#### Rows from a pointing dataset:
══════════════════════════════
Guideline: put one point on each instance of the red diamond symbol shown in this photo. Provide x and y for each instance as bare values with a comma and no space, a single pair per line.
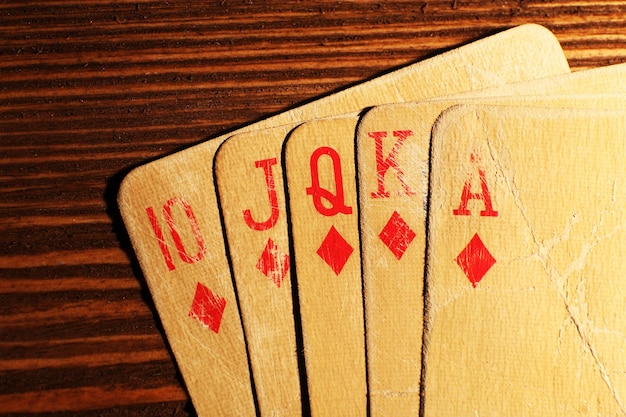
475,260
397,235
207,307
334,250
273,263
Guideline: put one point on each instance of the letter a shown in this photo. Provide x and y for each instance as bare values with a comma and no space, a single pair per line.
484,195
266,164
336,201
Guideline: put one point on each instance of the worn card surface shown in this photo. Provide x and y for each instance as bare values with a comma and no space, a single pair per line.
325,239
251,193
171,213
524,283
392,153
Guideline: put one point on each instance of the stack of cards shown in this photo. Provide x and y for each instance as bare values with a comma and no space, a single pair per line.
443,240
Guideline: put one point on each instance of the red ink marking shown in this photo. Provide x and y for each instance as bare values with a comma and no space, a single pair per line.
266,164
208,308
335,250
158,232
397,235
383,164
182,252
484,195
160,239
475,260
336,201
273,263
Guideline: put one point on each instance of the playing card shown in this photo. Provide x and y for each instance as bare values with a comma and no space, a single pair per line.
523,286
171,212
393,162
251,193
325,239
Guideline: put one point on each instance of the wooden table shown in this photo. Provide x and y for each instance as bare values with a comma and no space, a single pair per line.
91,89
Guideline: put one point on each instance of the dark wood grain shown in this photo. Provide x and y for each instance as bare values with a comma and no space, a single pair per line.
90,89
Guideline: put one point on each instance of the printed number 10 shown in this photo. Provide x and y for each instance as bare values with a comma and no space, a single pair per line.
171,225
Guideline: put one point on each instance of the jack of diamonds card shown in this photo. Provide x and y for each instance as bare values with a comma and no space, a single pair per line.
524,283
324,233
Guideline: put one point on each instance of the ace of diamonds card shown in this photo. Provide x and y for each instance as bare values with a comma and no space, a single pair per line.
525,282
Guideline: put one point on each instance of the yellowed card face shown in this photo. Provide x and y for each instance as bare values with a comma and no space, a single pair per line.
392,151
171,212
251,193
325,238
524,281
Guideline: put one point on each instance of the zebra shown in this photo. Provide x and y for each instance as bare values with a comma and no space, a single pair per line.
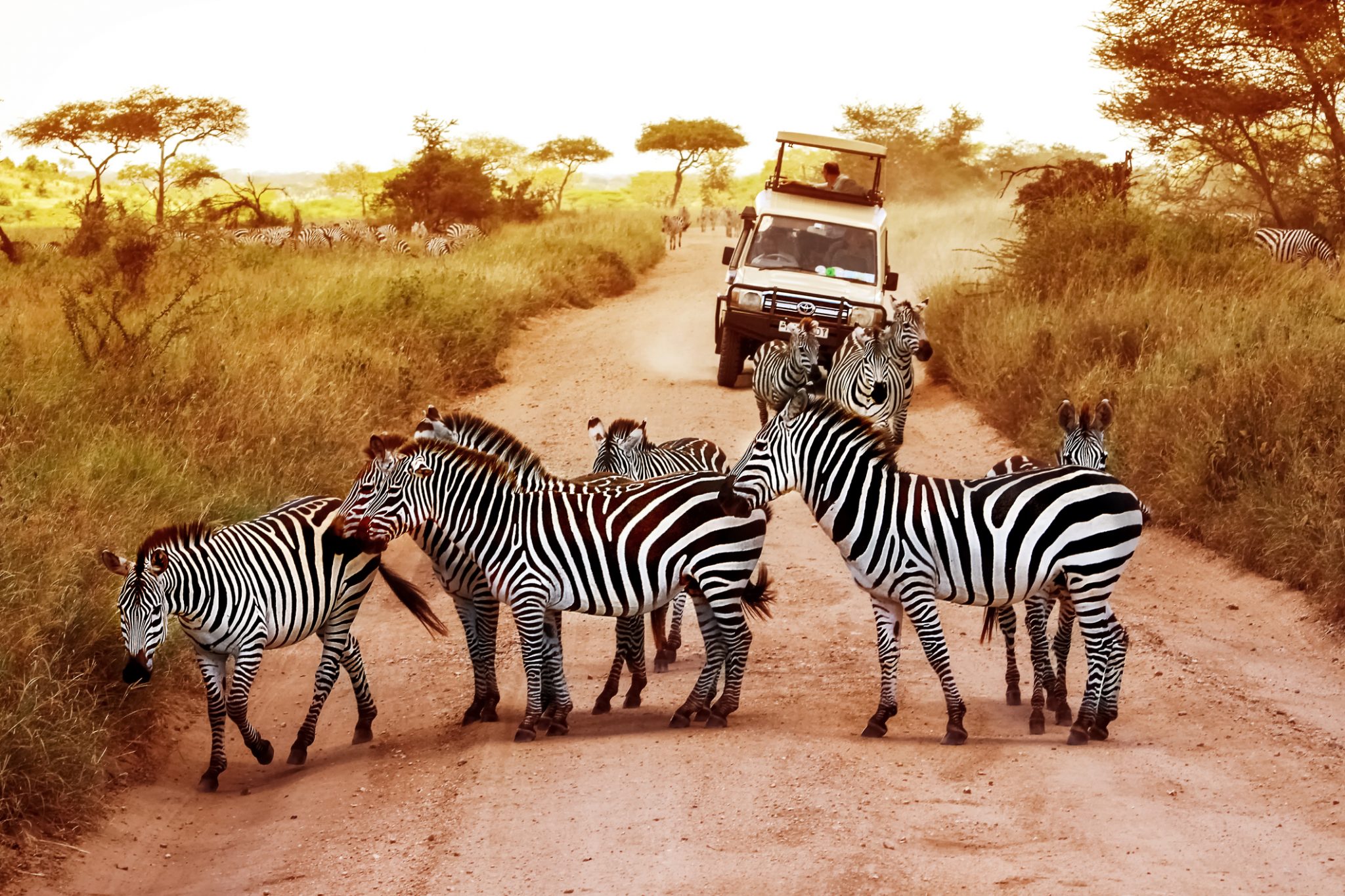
625,450
674,226
911,540
872,372
1083,445
248,587
617,550
782,368
1296,246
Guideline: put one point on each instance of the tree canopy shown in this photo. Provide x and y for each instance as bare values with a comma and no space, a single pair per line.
690,140
569,154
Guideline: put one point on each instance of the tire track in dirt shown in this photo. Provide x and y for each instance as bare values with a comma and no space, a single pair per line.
1223,771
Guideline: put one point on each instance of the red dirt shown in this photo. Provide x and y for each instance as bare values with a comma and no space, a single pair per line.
1223,771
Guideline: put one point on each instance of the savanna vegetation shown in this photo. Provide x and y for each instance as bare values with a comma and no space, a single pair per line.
148,383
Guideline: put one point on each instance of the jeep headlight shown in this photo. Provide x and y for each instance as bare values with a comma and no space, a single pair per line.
866,317
748,300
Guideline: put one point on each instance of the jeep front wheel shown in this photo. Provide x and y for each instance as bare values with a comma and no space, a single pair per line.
731,358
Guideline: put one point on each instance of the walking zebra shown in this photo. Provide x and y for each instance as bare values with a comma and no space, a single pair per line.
1083,445
872,372
249,587
611,550
625,450
911,540
782,368
1296,246
674,226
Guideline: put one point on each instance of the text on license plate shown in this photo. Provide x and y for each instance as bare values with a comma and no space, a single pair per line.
790,327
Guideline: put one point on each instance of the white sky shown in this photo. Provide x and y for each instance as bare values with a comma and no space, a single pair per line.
338,81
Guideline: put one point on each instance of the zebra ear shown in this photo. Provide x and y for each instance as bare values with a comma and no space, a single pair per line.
1105,416
115,563
1067,416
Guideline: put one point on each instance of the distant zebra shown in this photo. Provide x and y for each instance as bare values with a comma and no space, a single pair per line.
1083,445
872,372
625,450
911,540
782,368
1296,246
249,587
612,550
674,226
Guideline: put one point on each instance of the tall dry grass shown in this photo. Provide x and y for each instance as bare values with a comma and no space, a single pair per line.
286,363
1227,371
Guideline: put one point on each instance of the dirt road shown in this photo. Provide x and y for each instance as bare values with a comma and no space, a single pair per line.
1224,771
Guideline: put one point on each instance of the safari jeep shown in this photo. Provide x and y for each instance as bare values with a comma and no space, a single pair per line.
806,250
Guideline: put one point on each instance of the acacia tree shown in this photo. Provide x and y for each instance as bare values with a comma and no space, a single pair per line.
690,141
96,132
353,181
571,152
1250,86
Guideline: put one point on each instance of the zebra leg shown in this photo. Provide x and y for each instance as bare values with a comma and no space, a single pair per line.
334,645
697,704
919,602
1064,634
1042,673
354,666
213,675
1007,618
245,672
887,620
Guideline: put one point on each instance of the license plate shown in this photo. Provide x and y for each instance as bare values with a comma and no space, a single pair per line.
790,327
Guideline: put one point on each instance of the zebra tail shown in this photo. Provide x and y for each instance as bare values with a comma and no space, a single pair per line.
988,626
759,595
413,601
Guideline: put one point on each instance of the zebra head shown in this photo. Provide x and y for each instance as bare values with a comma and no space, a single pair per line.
906,333
617,446
1084,444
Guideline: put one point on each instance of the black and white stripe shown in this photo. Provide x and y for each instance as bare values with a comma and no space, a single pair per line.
611,550
249,587
912,540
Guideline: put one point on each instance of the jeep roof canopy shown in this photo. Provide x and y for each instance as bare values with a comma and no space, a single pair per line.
873,152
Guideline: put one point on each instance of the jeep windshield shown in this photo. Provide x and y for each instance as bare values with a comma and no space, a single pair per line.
817,247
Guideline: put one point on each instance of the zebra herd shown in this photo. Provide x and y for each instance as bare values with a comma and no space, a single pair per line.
358,233
651,527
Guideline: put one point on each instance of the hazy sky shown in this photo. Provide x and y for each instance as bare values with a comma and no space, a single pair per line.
337,81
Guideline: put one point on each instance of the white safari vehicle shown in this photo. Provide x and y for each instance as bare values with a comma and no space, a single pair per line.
807,250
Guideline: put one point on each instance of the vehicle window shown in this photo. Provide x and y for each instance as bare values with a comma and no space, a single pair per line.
797,244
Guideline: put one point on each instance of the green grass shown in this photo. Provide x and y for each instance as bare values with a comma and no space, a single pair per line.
1225,368
269,395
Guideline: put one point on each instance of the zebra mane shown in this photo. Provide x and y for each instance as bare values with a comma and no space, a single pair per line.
185,535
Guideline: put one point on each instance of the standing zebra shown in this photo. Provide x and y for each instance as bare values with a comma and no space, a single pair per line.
1083,445
625,450
249,587
782,368
1296,246
873,373
911,540
613,550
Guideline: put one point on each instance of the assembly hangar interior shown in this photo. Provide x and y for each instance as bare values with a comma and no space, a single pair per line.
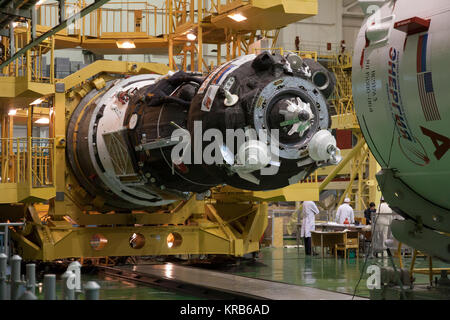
224,149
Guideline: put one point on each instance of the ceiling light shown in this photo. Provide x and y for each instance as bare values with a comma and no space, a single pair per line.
37,101
42,121
125,44
237,17
191,36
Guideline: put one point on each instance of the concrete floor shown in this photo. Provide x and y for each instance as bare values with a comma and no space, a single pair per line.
290,265
287,265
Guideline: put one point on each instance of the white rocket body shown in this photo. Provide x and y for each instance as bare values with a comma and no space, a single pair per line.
401,89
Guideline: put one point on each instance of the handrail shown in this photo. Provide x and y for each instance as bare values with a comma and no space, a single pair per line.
28,160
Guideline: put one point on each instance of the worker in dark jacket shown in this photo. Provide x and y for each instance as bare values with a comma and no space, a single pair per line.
368,212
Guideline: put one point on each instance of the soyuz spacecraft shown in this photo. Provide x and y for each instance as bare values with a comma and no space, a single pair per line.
259,122
400,87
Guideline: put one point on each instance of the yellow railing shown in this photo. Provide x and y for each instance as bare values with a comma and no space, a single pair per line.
114,17
30,65
22,158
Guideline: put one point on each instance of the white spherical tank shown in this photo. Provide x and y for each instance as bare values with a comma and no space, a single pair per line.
401,70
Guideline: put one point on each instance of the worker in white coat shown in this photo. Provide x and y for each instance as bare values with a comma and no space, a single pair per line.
345,212
309,211
383,221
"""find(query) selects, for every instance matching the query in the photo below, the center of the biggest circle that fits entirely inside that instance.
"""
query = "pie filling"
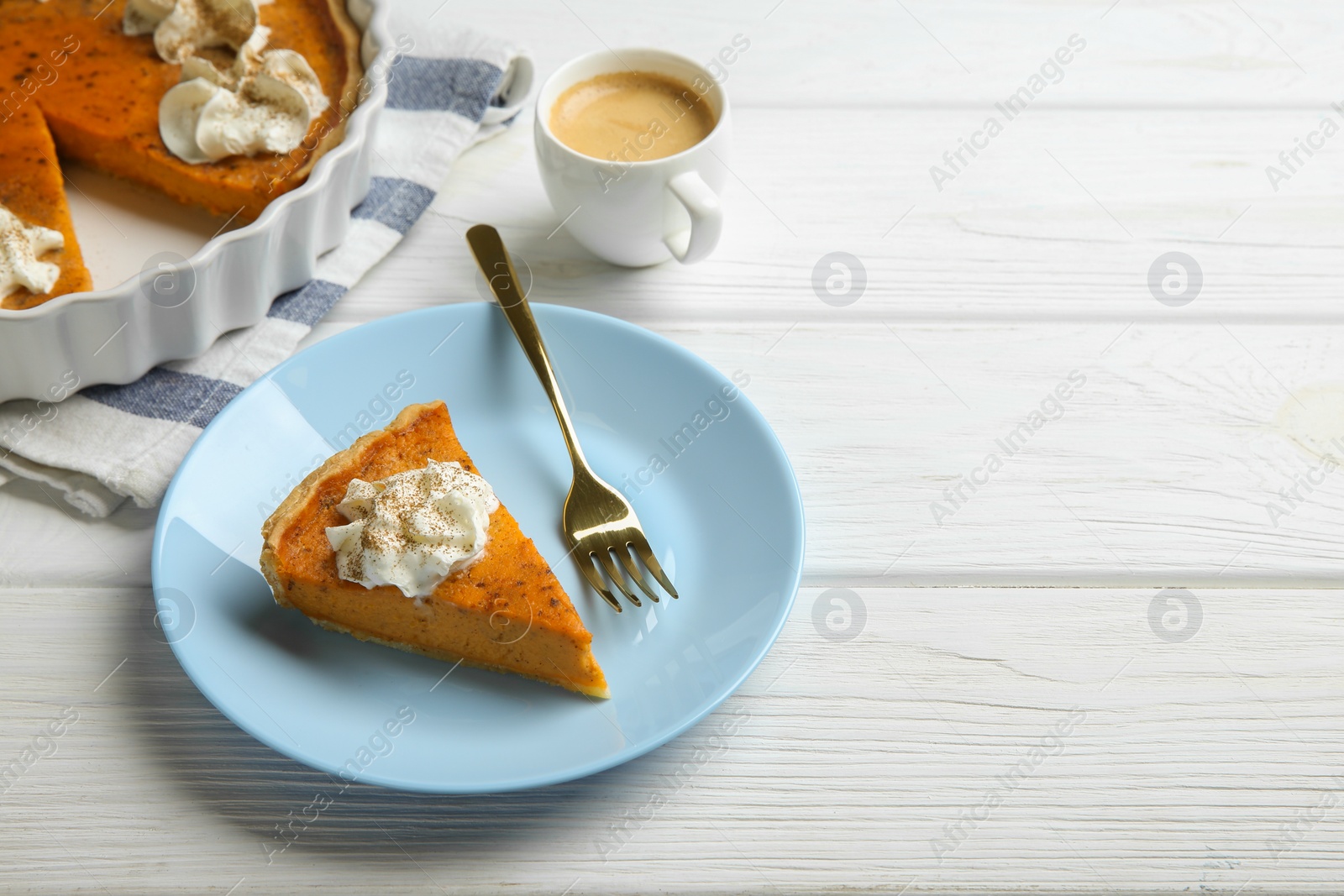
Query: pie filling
(501, 605)
(252, 97)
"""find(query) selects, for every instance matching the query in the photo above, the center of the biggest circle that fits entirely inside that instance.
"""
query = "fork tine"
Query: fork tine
(633, 569)
(642, 547)
(596, 580)
(617, 579)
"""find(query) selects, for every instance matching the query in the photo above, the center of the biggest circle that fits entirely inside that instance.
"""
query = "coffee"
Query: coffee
(631, 116)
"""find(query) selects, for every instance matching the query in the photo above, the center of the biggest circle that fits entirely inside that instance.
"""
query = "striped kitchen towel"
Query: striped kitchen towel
(449, 87)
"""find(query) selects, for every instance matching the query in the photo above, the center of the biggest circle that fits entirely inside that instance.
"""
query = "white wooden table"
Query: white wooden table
(1019, 705)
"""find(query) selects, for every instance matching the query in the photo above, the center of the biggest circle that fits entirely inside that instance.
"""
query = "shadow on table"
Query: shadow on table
(291, 808)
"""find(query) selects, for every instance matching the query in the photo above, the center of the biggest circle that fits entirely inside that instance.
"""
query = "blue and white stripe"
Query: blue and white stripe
(111, 443)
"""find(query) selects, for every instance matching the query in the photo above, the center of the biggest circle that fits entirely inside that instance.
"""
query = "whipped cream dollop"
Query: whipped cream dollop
(413, 530)
(235, 97)
(22, 244)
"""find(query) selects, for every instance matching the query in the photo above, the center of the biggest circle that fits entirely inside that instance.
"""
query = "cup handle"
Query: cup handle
(702, 203)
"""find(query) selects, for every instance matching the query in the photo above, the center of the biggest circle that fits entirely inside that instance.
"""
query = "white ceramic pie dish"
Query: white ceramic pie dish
(118, 335)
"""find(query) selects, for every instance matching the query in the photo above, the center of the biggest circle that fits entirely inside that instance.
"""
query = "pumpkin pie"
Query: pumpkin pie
(506, 610)
(71, 76)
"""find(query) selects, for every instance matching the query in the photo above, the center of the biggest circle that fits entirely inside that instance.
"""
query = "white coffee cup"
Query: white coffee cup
(643, 211)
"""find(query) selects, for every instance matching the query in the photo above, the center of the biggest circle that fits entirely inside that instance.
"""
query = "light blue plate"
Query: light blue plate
(719, 504)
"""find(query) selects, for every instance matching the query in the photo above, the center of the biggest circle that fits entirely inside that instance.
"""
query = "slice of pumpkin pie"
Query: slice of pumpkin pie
══════════════════════════════
#### Goal:
Copy every line in the rows above that contains the string "slice". Case counts.

#### Exercise result:
query = "slice of pumpkin pie"
Query: slice of pumpkin pie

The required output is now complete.